§ Work to be completed
What follows is a block of records; reproduce all of it verbatim.

##### Exercise data #####

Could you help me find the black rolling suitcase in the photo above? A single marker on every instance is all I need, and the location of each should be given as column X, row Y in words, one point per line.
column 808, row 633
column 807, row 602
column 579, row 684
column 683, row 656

#####

§ Your response
Could you help me find the black rolling suitcase in the photo above? A single marker on every instance is all I need, and the location of each should be given as column X, row Y in words, one point per line.
column 808, row 633
column 807, row 602
column 579, row 684
column 683, row 656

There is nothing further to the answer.